--- start ---
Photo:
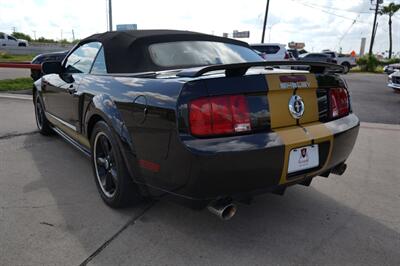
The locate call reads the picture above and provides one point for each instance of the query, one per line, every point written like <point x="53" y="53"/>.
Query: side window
<point x="99" y="65"/>
<point x="11" y="38"/>
<point x="81" y="60"/>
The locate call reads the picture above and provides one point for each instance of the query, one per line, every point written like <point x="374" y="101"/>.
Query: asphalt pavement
<point x="372" y="100"/>
<point x="51" y="213"/>
<point x="12" y="73"/>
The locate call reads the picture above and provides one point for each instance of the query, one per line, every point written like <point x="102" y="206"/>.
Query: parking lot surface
<point x="51" y="213"/>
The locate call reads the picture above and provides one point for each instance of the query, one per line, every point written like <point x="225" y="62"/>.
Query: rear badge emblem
<point x="296" y="106"/>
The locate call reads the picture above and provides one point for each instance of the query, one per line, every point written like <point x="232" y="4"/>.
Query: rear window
<point x="200" y="53"/>
<point x="267" y="49"/>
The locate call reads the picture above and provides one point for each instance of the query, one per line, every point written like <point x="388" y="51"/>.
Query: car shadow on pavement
<point x="306" y="226"/>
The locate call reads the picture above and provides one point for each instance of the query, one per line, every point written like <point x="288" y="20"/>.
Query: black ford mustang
<point x="196" y="117"/>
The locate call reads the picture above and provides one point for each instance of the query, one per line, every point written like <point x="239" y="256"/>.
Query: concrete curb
--- end ---
■ Exercise objective
Leave the images out, please, and restate each line word for word.

■ The solution
Photo:
The locate call reads the picture above and provides one point for each instance of the query, one per line, every point written like <point x="53" y="53"/>.
Query: side window
<point x="99" y="65"/>
<point x="11" y="38"/>
<point x="81" y="60"/>
The locate call reads the picture above and provides one point for each instance of the query, one per line, every point written like <point x="374" y="101"/>.
Query: asphalt pavement
<point x="372" y="100"/>
<point x="51" y="213"/>
<point x="12" y="73"/>
The locate call reads the picture above and provides one point for each instance of the query, one per line, every point written like <point x="102" y="206"/>.
Query: parking lot surface
<point x="51" y="213"/>
The locate call reads the picture above and provides one point for each instance of the query, one per line, every point written like <point x="225" y="62"/>.
Query: rear badge emblem
<point x="296" y="106"/>
The locate call reads the picture above and provides one point for each instance of the query, one per line, every point written like <point x="232" y="4"/>.
Query: rear window
<point x="200" y="53"/>
<point x="267" y="49"/>
The locate call reads the picture above and provides one point for each instance of the query, one per line, every point written like <point x="388" y="51"/>.
Query: car shadow on pavement
<point x="306" y="226"/>
The locate call reads the picture above and provides one point for each instance of the query, one per line, every point written like <point x="288" y="20"/>.
Query: black ford mustang
<point x="196" y="117"/>
The locate call reads the picture above and provides one point for each instance of the query, one per line, every point written like <point x="239" y="256"/>.
Query: concrete curb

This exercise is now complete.